■ Entries supplied ■
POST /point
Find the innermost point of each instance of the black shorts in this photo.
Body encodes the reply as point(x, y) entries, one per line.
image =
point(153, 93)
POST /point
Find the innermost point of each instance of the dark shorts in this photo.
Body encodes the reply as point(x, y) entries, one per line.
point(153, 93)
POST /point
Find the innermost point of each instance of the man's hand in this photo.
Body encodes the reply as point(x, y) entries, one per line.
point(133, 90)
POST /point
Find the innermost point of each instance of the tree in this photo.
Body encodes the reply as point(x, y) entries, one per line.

■ The task ■
Reproduce the listing above with every "innermost" switched to "central" and everything else left unchanged.

■ Task response ■
POST /point
Find the central point of each instance of the black shorts in this photo.
Body encodes the reply as point(x, y) entries, one per line.
image =
point(153, 93)
POST /point
Find the central point of each instance of the dark shorts in this photo.
Body encodes the reply as point(x, y) entries, one per line.
point(153, 93)
POST /point
Find the central point of each instance of the man's hand in this photo.
Body encodes the reply as point(x, y) entries, one per line.
point(133, 90)
POST /point
Find the central point of each instance of the tree in this photo.
Body encodes the reply as point(x, y) entries, one per line.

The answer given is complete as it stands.